> _Task requirements_
Rewrite every line of the following material as a numbered list, leaving out any blank lines.

━━ Records ━━

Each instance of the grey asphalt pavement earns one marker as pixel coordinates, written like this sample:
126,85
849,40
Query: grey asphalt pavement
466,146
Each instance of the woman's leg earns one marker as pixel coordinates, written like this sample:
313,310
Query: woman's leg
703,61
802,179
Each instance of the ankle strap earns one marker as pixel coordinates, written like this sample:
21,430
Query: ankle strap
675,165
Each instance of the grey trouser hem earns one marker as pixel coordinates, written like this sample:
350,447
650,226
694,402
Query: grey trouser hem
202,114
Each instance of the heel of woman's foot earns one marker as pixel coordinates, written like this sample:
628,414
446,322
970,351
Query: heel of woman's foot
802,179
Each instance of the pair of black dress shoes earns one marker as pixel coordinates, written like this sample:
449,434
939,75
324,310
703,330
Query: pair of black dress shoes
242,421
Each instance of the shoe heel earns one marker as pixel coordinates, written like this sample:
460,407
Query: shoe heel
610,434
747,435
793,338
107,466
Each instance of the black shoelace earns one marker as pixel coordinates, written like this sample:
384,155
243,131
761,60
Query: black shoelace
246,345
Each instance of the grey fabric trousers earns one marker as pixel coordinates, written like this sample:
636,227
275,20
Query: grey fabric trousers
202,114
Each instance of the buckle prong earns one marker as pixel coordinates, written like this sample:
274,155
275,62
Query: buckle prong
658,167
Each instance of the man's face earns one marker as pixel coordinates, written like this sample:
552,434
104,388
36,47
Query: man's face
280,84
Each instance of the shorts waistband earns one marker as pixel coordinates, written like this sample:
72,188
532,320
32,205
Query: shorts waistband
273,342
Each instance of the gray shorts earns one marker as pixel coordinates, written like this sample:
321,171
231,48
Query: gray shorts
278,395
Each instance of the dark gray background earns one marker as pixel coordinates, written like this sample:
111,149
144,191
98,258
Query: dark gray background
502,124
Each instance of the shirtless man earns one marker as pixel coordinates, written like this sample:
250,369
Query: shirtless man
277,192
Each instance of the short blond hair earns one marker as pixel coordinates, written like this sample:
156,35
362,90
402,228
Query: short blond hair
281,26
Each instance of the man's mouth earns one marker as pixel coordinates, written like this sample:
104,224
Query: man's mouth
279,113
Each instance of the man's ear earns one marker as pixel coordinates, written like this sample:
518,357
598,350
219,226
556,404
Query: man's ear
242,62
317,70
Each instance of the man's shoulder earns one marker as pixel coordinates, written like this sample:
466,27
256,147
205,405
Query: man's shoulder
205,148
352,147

━━━

> _Worked answer_
1. Each instance of the grey asphalt pavement earns one marker as pixel coordinates, written like this sample:
2. 126,85
3. 849,40
4. Query: grey asphalt pavement
5. 466,146
6. Each instance of the woman's leg earns one marker as pixel coordinates, written like this sample:
7. 313,310
8. Query: woman's leg
9. 703,61
10. 802,179
11. Each instance of the ankle strap earns one marker as pixel coordinates, written like this sample:
12. 21,430
13. Query: ankle strap
14. 675,165
15. Each instance of the grey trouser hem earns one marker as pixel coordinates, written like this sample:
16. 350,447
17. 650,226
18. 694,402
19. Query: grey trouser hem
20. 202,114
21. Each instance of the heel of woman's foot earns one marker as pixel coordinates, written like this sample:
22. 628,414
23. 446,322
24. 970,351
25. Query: heel of woman's foot
26. 802,179
27. Each instance of the pair of black dress shoes earns one marker as pixel coordinates, written like this sample:
28. 449,434
29. 939,75
30. 324,310
31. 703,330
32. Query: pair of black dress shoes
33. 242,421
34. Each instance of the shoe heel earns one marker as pixel coordinates, written like this sample:
35. 460,407
36. Query: shoe heel
37. 610,434
38. 747,435
39. 793,338
40. 107,466
41. Each instance of the black shoelace earns one marker as pixel coordinates, written like this sample:
42. 384,155
43. 243,131
44. 761,60
45. Query: black shoelace
46. 246,345
47. Each instance of the grey fabric trousers earns one marker as pixel coordinates, written like this sample:
48. 636,227
49. 275,20
50. Query: grey fabric trousers
51. 202,114
52. Each instance of the buckle prong earns one marker as pixel coordinates, written like this sample:
53. 274,155
54. 275,62
55. Query: buckle prong
56. 658,167
57. Each instance of the man's face earns one marker as pixel coordinates, written like this sample:
58. 552,434
59. 104,388
60. 36,47
61. Query: man's face
62. 280,84
63. Each instance of the shorts waistband earns one marker as pixel coordinates, written like this sample:
64. 72,188
65. 532,320
66. 32,205
67. Query: shorts waistband
68. 273,342
69. Each instance of the gray shorts earns one marker as pixel coordinates, written like this sample:
70. 321,171
71. 231,48
72. Query: gray shorts
73. 278,395
74. Each instance of the dark gray background earns one marker as pixel coordinates, written like this sample:
75. 111,149
76. 144,191
77. 98,258
78. Query: dark gray background
79. 502,124
80. Each instance of the shirtless man earns one marker as pixel coordinates, written like this sample:
81. 250,369
82. Query: shirtless man
83. 277,192
84. Each instance of the short blond hair earns one marker as pixel coordinates, written like this sample:
85. 156,35
86. 362,90
87. 402,228
88. Query: short blond hair
89. 281,26
90. Each instance of the man's mouth earns one marker as pixel coordinates, written like this sample:
91. 104,224
92. Query: man's mouth
93. 279,113
94. Each instance of the man's ear earns one marker as pixel coordinates, written like this sample:
95. 518,357
96. 598,350
97. 219,226
98. 556,404
99. Query: man's ear
100. 242,62
101. 317,70
102. Each instance of the man's shoulder earns one marker as pixel coordinates, written like this sample:
103. 466,27
104. 256,147
105. 205,405
106. Query: man's shoulder
107. 205,148
108. 352,147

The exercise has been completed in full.